◆ Excerpt
New-York Historical Society and El Museo del Barrio Join Forces for
Nueva York (1613 – 1945): the First Exhibition to Explore Centuries of
Interaction Between New York City and the Spanish-Speaking World
Multimedia Exhibition Will Open September 17, 2010, Organized with the
Collaboration of Pulitzer Prize-Winning Historian Mike Wallace
NEW YORK, NY, September 14, 2010 – In an unprecedented collaboration,
the New-York Historical Society and El Museo del Barrio will present
Nueva York (1613-1945), the first museum exhibition to explore how New
York’s long and deep involvement with Spain and Latin America has
affected virtually every aspect of the city’s development, from
commerce, manufacturing and transportation to communications,
entertainment and the arts.
Organized by the two institutions, Nueva York will be on view from
September 17, 2010, through January 9, 2011, at El Museo del Barrio,
1230 Fifth Avenue (at 104th Street), while the New-York Historical
Society’s landmark building on Central Park West undergoes a $60
million architectural renovation. The project team has been directed
by chief curator Marci Reaven of City Lore and chief historian Mike
Wallace, Distinguished Professor of History at the City University of
New York and Pulitzer Prize-winning co-author of Gotham.
Bringing together the resources of New York’s oldest museum and its
leading Latino cultural institution, this exhibition will span more
than three centuries of history: from the founding of New Amsterdam in
the 1600s as a foothold against the Spanish empire to the present day,
as represented by a specially commissioned documentary by
award-winning filmmaker Ric Burns. Nueva York will bring this story to
life with hands-on interactive displays, listening stations, video
experiences and some 200 rare and historic maps, letters, broadsides,
paintings, drawings and other objects drawn from the collections of
the two museums, as well as from many other distinguished institutions
and private collections.

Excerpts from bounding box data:
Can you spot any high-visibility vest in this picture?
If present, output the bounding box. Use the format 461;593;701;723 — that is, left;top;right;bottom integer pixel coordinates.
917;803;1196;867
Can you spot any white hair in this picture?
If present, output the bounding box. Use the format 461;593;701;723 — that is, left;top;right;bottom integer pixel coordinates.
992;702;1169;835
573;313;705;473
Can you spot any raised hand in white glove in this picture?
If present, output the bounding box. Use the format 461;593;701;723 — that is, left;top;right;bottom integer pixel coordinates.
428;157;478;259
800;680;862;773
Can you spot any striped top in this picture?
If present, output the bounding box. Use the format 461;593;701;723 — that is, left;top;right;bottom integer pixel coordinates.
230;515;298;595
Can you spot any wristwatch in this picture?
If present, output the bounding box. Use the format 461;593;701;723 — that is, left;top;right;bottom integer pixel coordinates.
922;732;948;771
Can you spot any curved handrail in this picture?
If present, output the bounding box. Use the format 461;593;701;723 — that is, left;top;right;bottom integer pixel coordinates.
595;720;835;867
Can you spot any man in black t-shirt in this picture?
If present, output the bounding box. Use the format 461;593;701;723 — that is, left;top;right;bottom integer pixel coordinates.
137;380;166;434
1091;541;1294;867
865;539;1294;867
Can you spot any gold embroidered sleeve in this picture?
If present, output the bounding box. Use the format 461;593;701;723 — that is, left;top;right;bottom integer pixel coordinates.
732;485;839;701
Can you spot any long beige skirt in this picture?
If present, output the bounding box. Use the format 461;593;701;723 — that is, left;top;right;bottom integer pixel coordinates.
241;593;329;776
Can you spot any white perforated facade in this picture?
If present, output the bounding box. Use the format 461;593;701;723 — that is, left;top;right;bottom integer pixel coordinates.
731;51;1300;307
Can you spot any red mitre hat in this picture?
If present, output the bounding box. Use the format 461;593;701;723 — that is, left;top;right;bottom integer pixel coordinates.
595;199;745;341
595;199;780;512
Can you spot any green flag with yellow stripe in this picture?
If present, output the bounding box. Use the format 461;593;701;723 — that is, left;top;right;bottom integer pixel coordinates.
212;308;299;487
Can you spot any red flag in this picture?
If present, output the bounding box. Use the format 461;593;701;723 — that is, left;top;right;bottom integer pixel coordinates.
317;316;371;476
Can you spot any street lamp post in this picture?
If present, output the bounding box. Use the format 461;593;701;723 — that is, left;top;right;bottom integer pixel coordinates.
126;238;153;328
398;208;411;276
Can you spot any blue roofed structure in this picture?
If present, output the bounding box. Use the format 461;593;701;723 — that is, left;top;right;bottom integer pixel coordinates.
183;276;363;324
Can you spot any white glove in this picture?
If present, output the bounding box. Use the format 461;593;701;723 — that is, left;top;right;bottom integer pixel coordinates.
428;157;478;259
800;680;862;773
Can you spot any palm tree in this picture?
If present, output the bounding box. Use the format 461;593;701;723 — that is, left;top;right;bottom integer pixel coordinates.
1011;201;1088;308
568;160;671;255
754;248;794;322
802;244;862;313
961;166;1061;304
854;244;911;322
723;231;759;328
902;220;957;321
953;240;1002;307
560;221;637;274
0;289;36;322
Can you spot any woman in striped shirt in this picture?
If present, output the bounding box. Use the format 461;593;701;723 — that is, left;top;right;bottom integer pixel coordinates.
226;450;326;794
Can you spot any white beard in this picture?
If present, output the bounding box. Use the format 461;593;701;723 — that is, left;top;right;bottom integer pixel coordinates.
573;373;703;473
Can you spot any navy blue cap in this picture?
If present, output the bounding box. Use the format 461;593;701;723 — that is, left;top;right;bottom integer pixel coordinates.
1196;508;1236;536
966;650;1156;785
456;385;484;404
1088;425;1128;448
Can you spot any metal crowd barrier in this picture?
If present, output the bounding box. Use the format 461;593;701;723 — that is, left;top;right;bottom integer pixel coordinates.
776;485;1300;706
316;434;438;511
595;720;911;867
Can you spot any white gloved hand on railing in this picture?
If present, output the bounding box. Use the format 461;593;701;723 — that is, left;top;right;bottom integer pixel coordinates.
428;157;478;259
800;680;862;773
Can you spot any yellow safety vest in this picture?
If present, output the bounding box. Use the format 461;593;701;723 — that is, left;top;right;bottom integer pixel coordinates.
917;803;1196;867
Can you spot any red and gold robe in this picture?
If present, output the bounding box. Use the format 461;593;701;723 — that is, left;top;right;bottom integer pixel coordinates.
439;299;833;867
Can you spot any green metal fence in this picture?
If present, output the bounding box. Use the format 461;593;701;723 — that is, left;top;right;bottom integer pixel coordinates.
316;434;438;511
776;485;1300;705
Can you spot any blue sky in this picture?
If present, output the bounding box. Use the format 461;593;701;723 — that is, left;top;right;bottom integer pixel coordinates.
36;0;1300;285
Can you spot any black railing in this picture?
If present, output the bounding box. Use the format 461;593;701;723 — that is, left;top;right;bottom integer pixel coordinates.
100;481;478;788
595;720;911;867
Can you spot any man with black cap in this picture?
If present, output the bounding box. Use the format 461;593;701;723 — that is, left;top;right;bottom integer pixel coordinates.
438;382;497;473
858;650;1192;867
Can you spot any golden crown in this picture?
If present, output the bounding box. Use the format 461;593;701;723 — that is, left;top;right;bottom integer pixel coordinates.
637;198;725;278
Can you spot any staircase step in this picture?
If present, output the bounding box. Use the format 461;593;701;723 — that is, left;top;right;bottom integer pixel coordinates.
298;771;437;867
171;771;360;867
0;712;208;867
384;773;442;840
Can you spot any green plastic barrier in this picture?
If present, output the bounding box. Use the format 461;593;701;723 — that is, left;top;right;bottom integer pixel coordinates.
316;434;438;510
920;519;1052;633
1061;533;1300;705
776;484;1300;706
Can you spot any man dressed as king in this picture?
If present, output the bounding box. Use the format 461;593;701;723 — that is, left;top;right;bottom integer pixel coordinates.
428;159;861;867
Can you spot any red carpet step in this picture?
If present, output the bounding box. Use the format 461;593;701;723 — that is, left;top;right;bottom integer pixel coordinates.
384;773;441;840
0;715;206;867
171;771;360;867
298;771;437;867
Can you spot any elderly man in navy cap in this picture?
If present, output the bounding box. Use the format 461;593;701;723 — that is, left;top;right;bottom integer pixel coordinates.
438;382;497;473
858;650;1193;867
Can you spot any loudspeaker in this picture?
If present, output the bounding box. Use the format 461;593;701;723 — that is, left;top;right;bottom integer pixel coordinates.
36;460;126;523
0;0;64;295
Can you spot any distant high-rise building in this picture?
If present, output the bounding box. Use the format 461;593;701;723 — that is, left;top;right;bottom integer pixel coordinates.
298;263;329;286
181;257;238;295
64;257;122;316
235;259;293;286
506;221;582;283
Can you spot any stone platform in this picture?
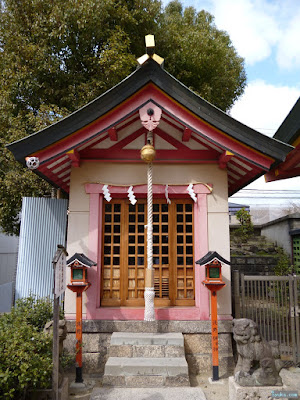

◆ Objectives
[1] Reproduce word for word the stretch of the Nueva York press release from "Bringing together the" through "and private collections.".
[2] In the Nueva York press release, who directed the project team?
[3] Extend the Nueva York press release beyond its last sentence.
This material has no connection to the Nueva York press release.

◆ Written answers
[1]
Bringing together the resources of New York’s oldest museum and its
leading Latino cultural institution, this exhibition will span more
than three centuries of history: from the founding of New Amsterdam in
the 1600s as a foothold against the Spanish empire to the present day,
as represented by a specially commissioned documentary by
award-winning filmmaker Ric Burns. Nueva York will bring this story to
life with hands-on interactive displays, listening stations, video
experiences and some 200 rare and historic maps, letters, broadsides,
paintings, drawings and other objects drawn from the collections of
the two museums, as well as from many other distinguished institutions
and private collections.

[2] Chief curator Marci Reaven of City Lore and chief historian Mike Wallace.

[3]
Among the experiences offered in the exhibition’s galleries will be:
• maps and interactives showing the vast networks of the Atlantic
world in the 17th century, with its competing Spanish, Dutch, English
and French shipping routes and colonial harbors;
• tools and artifacts of the trade between New York and South
America, including a clipper ship model, navigation instruments,
silverware, powder horns and slave shackles;
• paintings and books by New York artists and writers such as
Washington Irving, Frederic Church and William Merritt Chase, who were
deeply affected by their travels in Spain and South America;
• Spanish-language newspapers and books published in New York in
the 19th century, and Spanish-language guidebooks to the New York of
that period;
• military uniforms, political documents, paintings including a
portrait of McKinley by Puerto Rican artist Francisco Oller, and
propaganda posters reflecting years of Latin American political
struggles and U.S. interventions;
• an interactive listening station, allowing visitors to sample the
Latin music of New York;
• artworks by modern Latin American artists including Diego Rivera,
José Clemente Orozco and Joaquín Torres-García, reflecting their
images of New York;
• and From here to there / De aquí pa’llá (La guagua aérea), an art
installation by Antonio Martorell (based on La guaga aérea / The Air
Bus, by Luis Rafael Sánchez) showing Ric Burns’s specially
commissioned documentary that tells the stories of Latino New Yorkers
from 1945 to the present.
Voces y Visiones: Four Decades Through El Museo del Barrio’s Permanent
Collection, will be on view concurrently, giving visitors a deeper
understanding of Latino presence in American culture. The exhibition
traces the institution’s history from its founding in 1969 and the
artistic contributions and milestones by Latino, Caribbean and Latin
American artists that have been part of El Museo’s forty-year
trajectory.
According to Dr. Louise Mirrer, President and CEO of the New-York
Historical Society, “The topic we address in Nueva York is so
vast—spanning centuries and continents—and has so much to tell us
about present-day national issues such as immigration, education and
language, that it has taken nothing less than two major New York City
institutions and an award-winning historian to tell the story. In
Nueva York, museumgoers will experience how New York City went from
being a decidedly hostile harbor for Spanish-speaking people in the
17th century to being a principal meeting ground, and home, for
Latinos from every corner of today’s world—an evolution that has been
critical to the growth of the city’s prosperity and its cultural
richness.”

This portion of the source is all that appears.